→ What is being asked: Word for word, repeat the records, leaving every picture behind.

→ Exercise inputs:
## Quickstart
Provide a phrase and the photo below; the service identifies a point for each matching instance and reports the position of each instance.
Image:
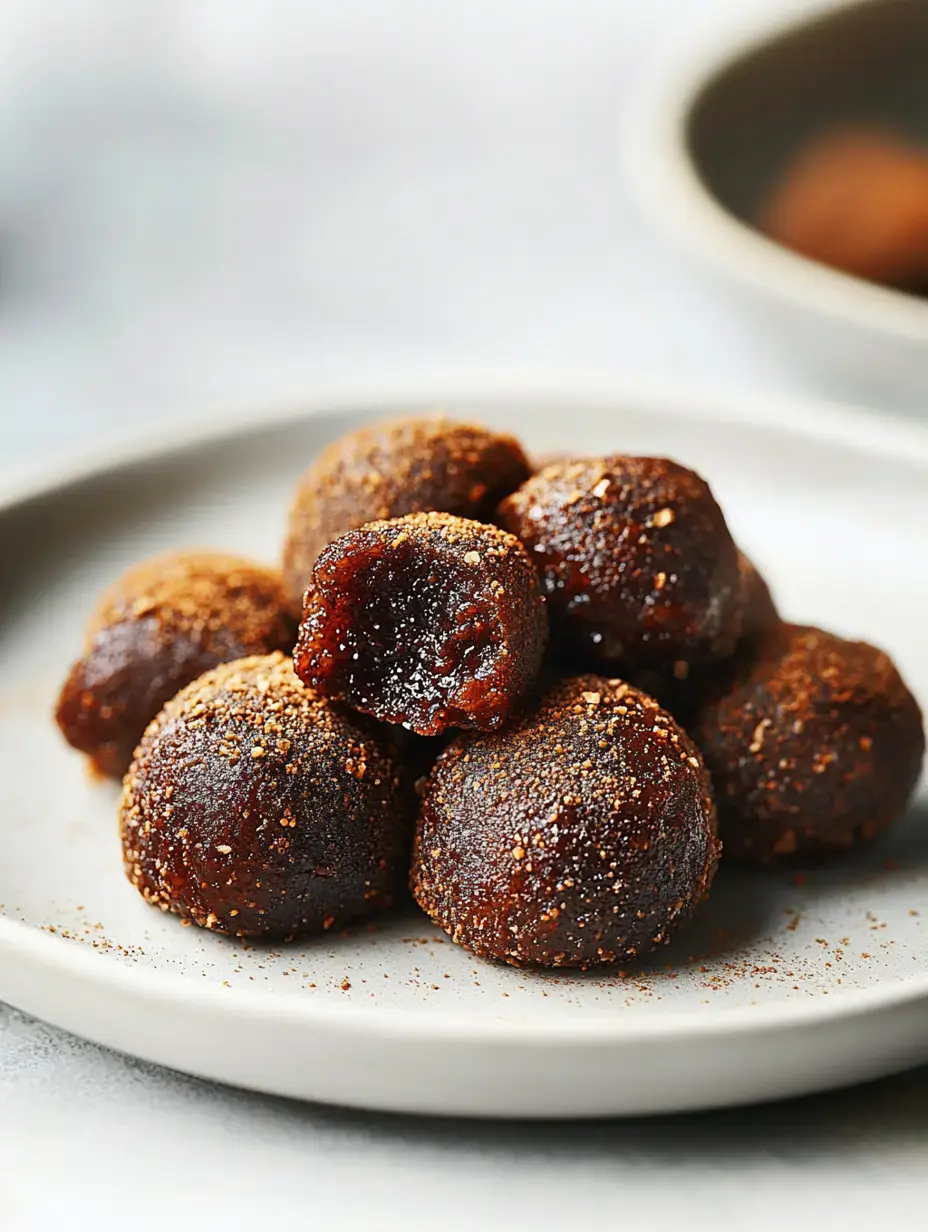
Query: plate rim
(849, 428)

→ Exercise result:
## Quickstart
Provide a phrase and the photo below; the service identifies a point for each matching instance and reports the position of each instance.
Image:
Query: plate rim
(849, 428)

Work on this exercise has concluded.